## [Written instruction]
Copy each of the following items word for word, keeping every line as it appears.

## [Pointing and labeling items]
* Start *

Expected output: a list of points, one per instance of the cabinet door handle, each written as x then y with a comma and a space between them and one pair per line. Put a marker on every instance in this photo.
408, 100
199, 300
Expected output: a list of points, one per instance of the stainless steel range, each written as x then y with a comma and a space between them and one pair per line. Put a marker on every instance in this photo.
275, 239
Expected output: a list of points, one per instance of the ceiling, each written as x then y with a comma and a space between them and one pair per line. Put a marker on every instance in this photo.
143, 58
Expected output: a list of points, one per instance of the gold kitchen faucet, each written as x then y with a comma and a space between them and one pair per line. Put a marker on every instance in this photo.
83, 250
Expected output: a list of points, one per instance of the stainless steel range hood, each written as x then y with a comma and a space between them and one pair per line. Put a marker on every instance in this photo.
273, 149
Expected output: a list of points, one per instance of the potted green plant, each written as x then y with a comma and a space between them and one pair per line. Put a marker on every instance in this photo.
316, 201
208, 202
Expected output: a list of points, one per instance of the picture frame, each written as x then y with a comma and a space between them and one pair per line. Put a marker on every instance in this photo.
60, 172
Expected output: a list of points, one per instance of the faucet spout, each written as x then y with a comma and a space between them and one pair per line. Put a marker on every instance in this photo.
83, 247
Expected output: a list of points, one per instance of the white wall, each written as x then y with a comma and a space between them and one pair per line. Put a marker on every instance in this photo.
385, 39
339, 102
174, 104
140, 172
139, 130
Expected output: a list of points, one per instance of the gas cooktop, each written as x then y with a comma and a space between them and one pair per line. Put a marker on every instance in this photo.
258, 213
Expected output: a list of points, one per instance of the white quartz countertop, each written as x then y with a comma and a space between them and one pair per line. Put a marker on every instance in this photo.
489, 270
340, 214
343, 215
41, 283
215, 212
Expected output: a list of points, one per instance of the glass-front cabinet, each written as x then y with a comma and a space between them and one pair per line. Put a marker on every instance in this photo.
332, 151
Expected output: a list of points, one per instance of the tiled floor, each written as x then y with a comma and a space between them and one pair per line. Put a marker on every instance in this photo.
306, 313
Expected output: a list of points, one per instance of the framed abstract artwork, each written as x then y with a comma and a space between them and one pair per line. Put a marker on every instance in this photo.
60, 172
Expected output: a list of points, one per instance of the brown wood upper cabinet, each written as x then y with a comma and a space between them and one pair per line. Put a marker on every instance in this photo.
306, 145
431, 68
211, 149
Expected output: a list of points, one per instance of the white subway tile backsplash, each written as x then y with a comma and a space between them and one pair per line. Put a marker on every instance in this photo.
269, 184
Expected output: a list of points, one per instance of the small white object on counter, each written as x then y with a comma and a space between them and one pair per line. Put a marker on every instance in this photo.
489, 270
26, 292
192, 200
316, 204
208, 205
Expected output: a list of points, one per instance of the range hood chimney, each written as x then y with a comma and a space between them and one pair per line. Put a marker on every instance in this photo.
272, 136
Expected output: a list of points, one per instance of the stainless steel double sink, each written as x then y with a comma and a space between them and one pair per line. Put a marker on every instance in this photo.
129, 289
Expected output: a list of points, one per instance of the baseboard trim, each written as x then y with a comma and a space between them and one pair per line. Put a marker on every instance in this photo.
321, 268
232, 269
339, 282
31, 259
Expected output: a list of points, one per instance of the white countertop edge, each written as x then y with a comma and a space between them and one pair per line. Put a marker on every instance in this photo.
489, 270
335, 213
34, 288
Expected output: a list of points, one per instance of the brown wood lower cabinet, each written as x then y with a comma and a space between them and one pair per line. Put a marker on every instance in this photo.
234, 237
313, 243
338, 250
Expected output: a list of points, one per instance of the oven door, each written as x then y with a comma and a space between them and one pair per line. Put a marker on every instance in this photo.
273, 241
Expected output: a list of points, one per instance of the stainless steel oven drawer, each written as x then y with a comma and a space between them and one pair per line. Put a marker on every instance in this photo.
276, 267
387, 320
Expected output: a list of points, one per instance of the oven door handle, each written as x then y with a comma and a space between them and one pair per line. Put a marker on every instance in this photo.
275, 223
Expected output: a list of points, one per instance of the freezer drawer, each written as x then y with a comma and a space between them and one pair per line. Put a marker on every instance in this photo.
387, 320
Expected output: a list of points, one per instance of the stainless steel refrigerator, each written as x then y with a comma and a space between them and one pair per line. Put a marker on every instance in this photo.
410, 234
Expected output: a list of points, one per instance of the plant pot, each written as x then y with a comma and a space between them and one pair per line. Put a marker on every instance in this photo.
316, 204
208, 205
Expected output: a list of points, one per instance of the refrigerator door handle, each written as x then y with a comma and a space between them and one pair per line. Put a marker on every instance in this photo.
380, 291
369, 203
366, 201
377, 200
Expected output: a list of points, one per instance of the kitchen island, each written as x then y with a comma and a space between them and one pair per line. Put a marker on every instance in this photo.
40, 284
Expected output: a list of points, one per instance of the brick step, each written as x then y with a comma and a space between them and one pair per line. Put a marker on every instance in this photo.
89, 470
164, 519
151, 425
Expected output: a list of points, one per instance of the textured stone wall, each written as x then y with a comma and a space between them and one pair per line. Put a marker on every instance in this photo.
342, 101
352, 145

* End *

## [Complete response]
Expected output: a list of points, one per instance of the cabinet door handle, each written as x then y with a comma and a space between them and one pair per line. Put a marker on every instance in this photo.
408, 100
199, 300
Expected output: a list of points, one per instance of the stainless steel range, each written as x then y with a comma and a space between them and one pair per line. Put a marker on every instance in this photo.
275, 239
Expected output: a list of points, one per instance of the ceiling, each written as x then y with a comma and a space between them and one pair per line. Put a marker on every instance in this photo.
143, 58
Expected output: a list of points, one per instance of the gold kitchen faucet, each written as x then y with a comma and a space between them and one pair per line. Put a marker on every instance in this photo.
83, 250
Expected output: a list of points, one per instance of the stainless steel range hood, each written as x then y with a comma and a space between them and one pair per line. Put a marker on every instance in this photo.
273, 149
Expected output: a list of points, one per instance of the potted green plant, each written as x then y with a comma and a space between them and one pair per line. Put a marker on every instance in this photo.
316, 201
208, 202
Expected output: a list of points, one per instance of the picture frame, each written as x then y with a comma and a space between them and one pair per line. Put a marker on every instance in this photo.
60, 172
Expected output: a list of points, one per instance of the faucet spout, each written as x then y with a comma and a space between them and one pair per line. Put a marker on every instance in this photo.
83, 247
Expected output: a list of points, one per instance of the white wall, each written as x then y with a comma and a space between them and one pair per line. Put a marker on every instance in this photo.
385, 39
339, 102
174, 104
140, 172
139, 130
Expected output: a list of points, one per instance of the gas cooktop, each written as x then y with a comma and a space between them and one pair per line. Put a marker on every instance in this photo.
258, 213
Expected output: a list of points, one per instance of the white quartz countertop, each written as x then y with a comma and a space between them and one pair per line. Put a marker on every instance in this photo.
489, 270
340, 214
343, 215
41, 283
215, 212
Expected output: a list of points, one per instance of the glass-front cabinet, each written as x then y with a comma and a space between them and one pair per line. Put a marker on every instance in this photo.
332, 151
Expected output: a list of points, one per instance of the tiled floor, each written as x then y with a comma and a space between them and one pair per line. Put a marker on every instance in this photo.
306, 313
Expected output: a list of points, one per instance of the framed abstract artwork, each written as x then y with a comma and a space between them and one pair per line. Put a marker on every instance in this photo.
60, 172
Expected output: a list of points, one per instance of the brown wood upper cabinet, each written as x then y with a comma and a space between them and one pair per line. Put a marker on every instance in this photo.
306, 145
431, 68
211, 149
Expected output: a list of points, one per instance of the white subway tile backsplash, each written as x then y with a comma and a space between them and one pair per line. Put a marker on every instance in this photo.
269, 184
Expected output: a list of points, one per instance of the small white object on counter, each written as x then y with a comma and a space between them and one pair per line. Put a marker on every instance in this photo.
489, 270
26, 292
192, 200
316, 204
208, 205
Expected output: a list of points, one per instance of the range hood chimney, each written as x then y with a comma and a space between them and one pair per line. Put a marker on every instance in this photo.
272, 136
Expected output: a list of points, one per instance of the stainless steel double sink, each written as x then y with a comma and a space between them and one pair per line. Put a marker on every instance in this photo.
129, 289
Expected output: a list of points, one per instance of the baseboard trim, each written as x then y with a comma and a space between them and one pair per line. Put a marker on every instance in this photo.
321, 268
232, 269
339, 282
31, 259
Expected output: a list of points, one per instance of the white countertop edge, each written as x then y with a comma and a space between them and one pair per line. Put a marker on every instance in this photo.
489, 270
335, 213
34, 288
Expected output: a list of points, one per instance of the brown wood lower cabinet, each written as x then y with a comma and a space between them and one pair per line. Put a marker on every instance in this photo.
234, 237
313, 243
338, 250
Expected output: a list of points, one per instance of the oven door, each written as x then y with a comma and a space between them and one pair per line. Put a marker on every instance in this photo.
273, 241
Expected output: a list of points, one per instance of the stainless steel oven drawer, each written as x then y with a comma and a space between them and one pair per line. Put a marker on every instance in this photo.
276, 267
387, 320
Expected output: a list of points, one per instance of the oven door handle, each written as x then y with a comma and a space between them and one pair per line. Put a marker on every instance in this photo.
275, 223
Expected output: a list of points, one per instance of the freezer drawer, each written as x then y with a comma and a space between them and one pair per line. Put a marker on every instance in this photo.
387, 320
Expected output: a list of points, one per instance of the stainless steel refrigerator, each written as x then y with a comma and a space between them and one pair per line. Put a marker on every instance in this photo.
410, 234
Expected output: a list of points, one per instance of the plant pot, each written as x then y with a comma and a space between them and one pair per line. Put a marker on every instance in this photo.
316, 204
208, 205
Expected output: a list of points, one per instance of the refrigerator door handle, each written as x then y with a comma and a space between them and one pair per line. Put a marker on every instance in this photo.
380, 291
369, 203
366, 201
377, 200
Expected output: a list of points, one per instance of the kitchen island, each written as x then y with a comma and a space between them and one pair per line. Put a marker on every instance in this photo.
40, 284
Expected output: a list of points, one per instance of the brick step, each written as x then y with a comma and a space between them and one pair per line. Put a marker on every instance in this photo.
89, 470
164, 519
151, 425
Expected output: a list of points, one per instance of the textured stone wall, each written as x then y with a comma and a space between them and one pair per line. Put a marker on every instance in this photo.
342, 101
352, 145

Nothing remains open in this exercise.